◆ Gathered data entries
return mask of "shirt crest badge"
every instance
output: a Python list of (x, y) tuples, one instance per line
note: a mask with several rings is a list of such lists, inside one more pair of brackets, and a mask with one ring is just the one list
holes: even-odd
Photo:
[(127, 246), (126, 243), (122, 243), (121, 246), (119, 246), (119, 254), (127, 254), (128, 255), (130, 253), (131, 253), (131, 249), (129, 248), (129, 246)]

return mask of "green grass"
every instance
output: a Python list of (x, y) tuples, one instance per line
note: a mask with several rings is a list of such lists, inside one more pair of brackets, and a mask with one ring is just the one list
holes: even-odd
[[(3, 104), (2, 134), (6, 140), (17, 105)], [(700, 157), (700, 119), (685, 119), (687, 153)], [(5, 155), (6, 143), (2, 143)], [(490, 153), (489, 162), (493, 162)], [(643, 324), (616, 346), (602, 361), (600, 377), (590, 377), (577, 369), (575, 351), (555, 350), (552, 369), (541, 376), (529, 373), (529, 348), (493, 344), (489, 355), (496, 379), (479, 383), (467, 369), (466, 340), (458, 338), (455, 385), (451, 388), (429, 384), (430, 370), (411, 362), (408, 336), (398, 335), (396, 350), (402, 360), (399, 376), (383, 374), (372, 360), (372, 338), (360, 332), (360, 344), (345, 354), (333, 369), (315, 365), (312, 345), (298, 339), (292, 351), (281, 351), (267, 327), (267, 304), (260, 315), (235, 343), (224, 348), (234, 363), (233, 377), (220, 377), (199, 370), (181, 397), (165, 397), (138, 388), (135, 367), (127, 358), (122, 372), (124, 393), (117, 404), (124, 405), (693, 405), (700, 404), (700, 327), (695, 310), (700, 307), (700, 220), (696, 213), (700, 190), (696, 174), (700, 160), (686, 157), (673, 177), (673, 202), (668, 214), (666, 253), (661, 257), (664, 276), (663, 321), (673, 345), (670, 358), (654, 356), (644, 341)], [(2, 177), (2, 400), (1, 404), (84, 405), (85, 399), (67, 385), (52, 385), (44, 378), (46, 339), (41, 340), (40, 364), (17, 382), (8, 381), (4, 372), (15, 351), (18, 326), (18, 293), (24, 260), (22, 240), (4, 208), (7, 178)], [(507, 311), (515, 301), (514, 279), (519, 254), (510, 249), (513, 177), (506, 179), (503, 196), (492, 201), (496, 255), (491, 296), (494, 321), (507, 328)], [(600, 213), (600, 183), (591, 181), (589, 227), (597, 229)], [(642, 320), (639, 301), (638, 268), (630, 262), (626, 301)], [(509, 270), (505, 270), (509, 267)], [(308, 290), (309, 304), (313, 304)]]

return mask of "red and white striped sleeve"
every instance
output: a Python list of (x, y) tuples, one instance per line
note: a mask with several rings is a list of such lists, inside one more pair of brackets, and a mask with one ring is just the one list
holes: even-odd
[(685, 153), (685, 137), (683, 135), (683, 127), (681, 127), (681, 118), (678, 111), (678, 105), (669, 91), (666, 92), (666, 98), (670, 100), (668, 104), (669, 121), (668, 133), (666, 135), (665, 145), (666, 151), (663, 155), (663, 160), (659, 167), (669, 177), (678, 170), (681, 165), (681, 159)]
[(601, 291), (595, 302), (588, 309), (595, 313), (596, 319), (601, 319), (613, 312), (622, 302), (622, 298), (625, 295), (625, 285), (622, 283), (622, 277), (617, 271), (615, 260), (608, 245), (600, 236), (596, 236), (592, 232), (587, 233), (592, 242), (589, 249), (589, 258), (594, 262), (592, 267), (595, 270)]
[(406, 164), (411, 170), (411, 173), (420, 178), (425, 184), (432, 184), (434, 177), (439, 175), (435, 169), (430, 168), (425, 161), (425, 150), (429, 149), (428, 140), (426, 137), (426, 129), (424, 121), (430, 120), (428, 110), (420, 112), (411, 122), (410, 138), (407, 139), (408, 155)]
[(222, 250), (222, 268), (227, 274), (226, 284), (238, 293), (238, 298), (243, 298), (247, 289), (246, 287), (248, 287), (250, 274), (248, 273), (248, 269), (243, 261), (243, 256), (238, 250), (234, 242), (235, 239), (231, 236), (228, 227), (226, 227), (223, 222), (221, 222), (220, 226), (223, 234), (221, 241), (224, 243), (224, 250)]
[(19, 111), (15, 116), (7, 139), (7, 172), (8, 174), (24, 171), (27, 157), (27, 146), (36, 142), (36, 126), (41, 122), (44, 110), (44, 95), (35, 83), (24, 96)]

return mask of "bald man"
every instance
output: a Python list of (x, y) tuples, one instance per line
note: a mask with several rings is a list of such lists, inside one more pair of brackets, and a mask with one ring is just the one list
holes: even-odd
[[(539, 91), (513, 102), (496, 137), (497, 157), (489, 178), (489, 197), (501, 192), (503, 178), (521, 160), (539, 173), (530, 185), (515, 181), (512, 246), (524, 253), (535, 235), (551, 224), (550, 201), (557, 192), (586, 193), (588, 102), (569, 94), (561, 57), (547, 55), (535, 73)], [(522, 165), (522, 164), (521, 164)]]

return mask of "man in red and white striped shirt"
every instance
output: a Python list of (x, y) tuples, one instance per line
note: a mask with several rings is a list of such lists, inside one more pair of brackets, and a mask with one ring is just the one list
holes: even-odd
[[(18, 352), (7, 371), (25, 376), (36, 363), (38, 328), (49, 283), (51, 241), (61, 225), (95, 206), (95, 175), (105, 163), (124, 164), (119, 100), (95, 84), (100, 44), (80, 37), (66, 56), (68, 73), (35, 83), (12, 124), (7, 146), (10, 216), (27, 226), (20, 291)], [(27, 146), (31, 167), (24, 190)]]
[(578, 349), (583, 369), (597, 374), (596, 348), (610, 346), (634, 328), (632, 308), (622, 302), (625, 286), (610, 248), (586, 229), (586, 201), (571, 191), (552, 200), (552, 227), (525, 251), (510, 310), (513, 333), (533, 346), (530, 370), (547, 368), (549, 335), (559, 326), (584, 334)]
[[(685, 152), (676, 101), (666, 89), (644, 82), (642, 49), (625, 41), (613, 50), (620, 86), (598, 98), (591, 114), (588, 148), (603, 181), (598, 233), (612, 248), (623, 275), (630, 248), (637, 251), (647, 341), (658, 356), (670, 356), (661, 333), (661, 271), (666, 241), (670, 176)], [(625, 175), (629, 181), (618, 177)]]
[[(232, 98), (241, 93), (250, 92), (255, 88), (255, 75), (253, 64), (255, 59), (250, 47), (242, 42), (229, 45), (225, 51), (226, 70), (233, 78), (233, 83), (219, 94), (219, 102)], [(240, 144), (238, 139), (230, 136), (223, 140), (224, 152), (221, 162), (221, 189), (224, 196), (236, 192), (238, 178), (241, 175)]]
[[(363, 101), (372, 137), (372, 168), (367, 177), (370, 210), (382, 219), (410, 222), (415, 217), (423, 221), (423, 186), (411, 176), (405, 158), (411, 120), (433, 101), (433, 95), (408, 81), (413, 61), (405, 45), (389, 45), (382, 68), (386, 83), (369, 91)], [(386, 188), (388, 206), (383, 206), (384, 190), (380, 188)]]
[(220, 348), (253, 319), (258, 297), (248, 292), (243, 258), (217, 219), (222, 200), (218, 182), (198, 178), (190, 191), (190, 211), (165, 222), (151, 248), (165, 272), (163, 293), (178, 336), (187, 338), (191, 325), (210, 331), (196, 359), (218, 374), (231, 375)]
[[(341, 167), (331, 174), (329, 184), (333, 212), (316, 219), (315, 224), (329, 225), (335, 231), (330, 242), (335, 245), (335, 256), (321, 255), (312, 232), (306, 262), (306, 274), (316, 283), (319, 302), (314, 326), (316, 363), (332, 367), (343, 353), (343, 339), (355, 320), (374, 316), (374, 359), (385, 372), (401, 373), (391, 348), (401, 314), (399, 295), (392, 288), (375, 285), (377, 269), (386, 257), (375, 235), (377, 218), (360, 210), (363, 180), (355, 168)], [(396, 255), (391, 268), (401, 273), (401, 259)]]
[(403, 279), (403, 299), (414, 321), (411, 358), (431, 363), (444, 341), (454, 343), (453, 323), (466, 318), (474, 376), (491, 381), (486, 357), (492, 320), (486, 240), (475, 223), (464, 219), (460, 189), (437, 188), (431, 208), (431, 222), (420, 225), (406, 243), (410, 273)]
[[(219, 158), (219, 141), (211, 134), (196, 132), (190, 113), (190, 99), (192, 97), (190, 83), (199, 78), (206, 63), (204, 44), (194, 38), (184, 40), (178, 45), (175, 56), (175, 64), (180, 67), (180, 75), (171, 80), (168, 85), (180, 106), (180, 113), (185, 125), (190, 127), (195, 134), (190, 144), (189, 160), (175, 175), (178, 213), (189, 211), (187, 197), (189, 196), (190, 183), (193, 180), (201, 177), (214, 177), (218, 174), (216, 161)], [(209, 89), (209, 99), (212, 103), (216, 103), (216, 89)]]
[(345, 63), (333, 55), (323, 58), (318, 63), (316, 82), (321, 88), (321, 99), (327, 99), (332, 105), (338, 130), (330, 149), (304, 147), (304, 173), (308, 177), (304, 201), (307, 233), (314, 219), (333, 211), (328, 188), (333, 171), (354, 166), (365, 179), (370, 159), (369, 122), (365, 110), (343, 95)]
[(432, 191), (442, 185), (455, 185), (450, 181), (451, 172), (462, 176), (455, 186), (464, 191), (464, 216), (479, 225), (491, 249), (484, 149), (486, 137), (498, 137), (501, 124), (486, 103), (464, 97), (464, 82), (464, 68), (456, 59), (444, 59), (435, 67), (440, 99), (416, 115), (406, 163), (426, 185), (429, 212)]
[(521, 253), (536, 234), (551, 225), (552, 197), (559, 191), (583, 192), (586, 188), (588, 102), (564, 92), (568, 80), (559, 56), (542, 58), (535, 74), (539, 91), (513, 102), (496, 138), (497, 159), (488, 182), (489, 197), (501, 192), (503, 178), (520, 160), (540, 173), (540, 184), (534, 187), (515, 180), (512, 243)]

◆ WHAT THE TASK ASKS
Copy the lines of the material verbatim, beginning with the line that contains "in red and white" and ending with the line that contains "181), (618, 177)]]", including both of those lines.

◆ COMPLETE ANSWER
return mask of "man in red and white striped shirt"
every instance
output: a Python list of (x, y) tuples, one instance per line
note: a mask with several rings is a list of such lists, inside one more pair of brackets, and a mask with one ring is just the one list
holes: even-odd
[[(18, 352), (7, 371), (25, 376), (36, 363), (38, 328), (49, 283), (51, 241), (61, 225), (95, 206), (95, 175), (105, 163), (124, 164), (119, 100), (95, 84), (100, 44), (80, 37), (66, 56), (68, 73), (35, 83), (12, 124), (7, 146), (10, 216), (27, 226), (20, 291)], [(27, 146), (31, 167), (24, 190)]]
[(578, 349), (583, 369), (597, 374), (596, 348), (610, 346), (634, 328), (632, 308), (622, 302), (625, 286), (610, 248), (586, 229), (586, 201), (571, 191), (552, 200), (552, 227), (525, 251), (510, 310), (513, 333), (533, 346), (530, 370), (547, 368), (549, 335), (559, 326), (584, 334)]
[[(685, 152), (676, 101), (666, 89), (644, 82), (642, 49), (625, 41), (613, 50), (620, 86), (598, 98), (591, 114), (588, 148), (603, 181), (598, 233), (612, 248), (623, 275), (630, 248), (637, 251), (647, 341), (658, 356), (670, 356), (661, 333), (661, 271), (666, 241), (670, 176)], [(625, 175), (629, 181), (618, 177)]]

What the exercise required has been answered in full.